* _EXERCISE SET_
1 > From the excerpt on actual causation and normality, list every set of variables that is named with a capital letter.
2 > Express the data rows in the part that opens with the line containing "object=t-shirt sleeve |" and closes with the line containing "[596,382,616,425]" as a two-column CSV with the columns input and output. Use one CSV line per input, put each field in quotation marks, and replace any line breaks with spaces.

* _EXCERPT_
Take two ‘small worlds’, s and s’, which are complete specifications of the endogenous variables in a causal model. If s is strictly more normal than s’, then Halpern and Hitchcock write s \(\succeq \) s’. If s \(\succeq \) s’ and s’ \(\succeq \) s, then they write s \(\equiv \) s’. In order for s and s’ to be comparable, there must be some nonempty set \(\vec {X}\) of variables that take more typical values in one of the worlds and less typical values in the other. However, if it is the case that there are two sets of variables \(\vec {X}\) and \(\vec {Y}\) such that the variables in \(\vec {X}\) take more typical values in one of the worlds but the variables in \(\vec {Y}\) take more typical values in the other, then s and s’ are incomparable. This is what is meant by saying that \(\succeq \) is not total.

Let \(s_{\vec {u}}\) denote the actual small world and \(s_{\vec {w,}\vec {x}',\vec {u}}\) the world in which \(\vec {W}\) is set to \(\vec {w}\), \(\vec {X}\) is set to \(\vec {x}'\) and the context is \(\vec {u}\). Then Halpern and Hitchcock require that, in order for \(\vec {X} = \vec {x}\) to be an actual cause of \(\phi \), conditions AC1 thru AC3 must be satisfied, and additionally in AC2(a) it must be the case that \(s_{\vec {w,}\vec {x}',\vec {u}} \succeq s_{\vec {u}}\). In other words, the small world that is the witness for the causal relation between \(\vec {X} = \vec {x}\) and \(\phi \) must be at least as normal as the actual world. If there are many witnesses, it is possible to order them according to their normality. Call the most normal world for \(\vec {X} = \vec {x}\) being a cause of \(\phi \) as the ‘best witness’. Halpern and Hitchcock conjecture that, in situations where there are multiple causes for some \(\phi \), people tend to pick out those that have the best witnesses as the actual causes. In what follows, whenever I talk about witnesses, I talk about small witness worlds.

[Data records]
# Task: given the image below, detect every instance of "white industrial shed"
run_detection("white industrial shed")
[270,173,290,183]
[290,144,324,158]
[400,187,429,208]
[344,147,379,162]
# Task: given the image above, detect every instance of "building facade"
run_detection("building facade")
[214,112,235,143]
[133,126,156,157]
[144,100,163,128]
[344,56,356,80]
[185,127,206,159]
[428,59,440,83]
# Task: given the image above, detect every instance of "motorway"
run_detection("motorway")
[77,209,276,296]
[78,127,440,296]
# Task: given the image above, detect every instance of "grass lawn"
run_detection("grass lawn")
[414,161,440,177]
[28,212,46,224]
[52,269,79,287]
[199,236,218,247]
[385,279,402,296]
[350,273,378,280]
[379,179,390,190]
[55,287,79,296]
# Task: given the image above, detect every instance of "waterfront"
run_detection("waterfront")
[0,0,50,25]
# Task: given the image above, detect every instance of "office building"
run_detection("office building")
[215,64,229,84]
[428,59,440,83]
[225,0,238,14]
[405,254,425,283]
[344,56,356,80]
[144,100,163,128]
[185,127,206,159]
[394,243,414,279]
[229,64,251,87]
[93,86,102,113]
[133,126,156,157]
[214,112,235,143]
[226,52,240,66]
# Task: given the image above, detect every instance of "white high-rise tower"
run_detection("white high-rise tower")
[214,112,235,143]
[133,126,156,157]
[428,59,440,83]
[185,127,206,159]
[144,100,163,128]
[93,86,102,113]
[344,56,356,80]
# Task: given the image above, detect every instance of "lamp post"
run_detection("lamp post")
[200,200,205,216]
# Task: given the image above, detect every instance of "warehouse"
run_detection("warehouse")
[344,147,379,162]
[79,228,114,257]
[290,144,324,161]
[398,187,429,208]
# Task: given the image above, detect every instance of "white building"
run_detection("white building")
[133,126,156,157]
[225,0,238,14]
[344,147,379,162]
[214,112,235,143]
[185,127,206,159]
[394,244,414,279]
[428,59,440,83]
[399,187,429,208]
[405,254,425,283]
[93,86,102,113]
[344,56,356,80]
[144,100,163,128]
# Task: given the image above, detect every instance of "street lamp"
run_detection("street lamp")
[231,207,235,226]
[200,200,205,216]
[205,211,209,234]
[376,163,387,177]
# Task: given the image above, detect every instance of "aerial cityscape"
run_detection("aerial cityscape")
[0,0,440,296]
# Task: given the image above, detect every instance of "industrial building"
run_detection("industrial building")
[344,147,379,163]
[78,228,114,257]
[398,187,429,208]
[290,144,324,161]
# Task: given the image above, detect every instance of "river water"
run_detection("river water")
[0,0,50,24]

---

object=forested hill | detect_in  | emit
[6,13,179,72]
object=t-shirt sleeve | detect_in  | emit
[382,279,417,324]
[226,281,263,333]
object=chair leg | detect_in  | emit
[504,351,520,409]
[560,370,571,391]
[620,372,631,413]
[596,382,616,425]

* _TASK-BY-TASK SOLUTIONS_
1 > \(\vec {X}\), \(\vec {Y}\), \(\vec {W}\)

2 >
input,output
"object=t-shirt sleeve | detect_in  | emit","[382,279,417,324] [226,281,263,333]"
"object=chair leg | detect_in  | emit","[504,351,520,409] [560,370,571,391] [620,372,631,413] [596,382,616,425]"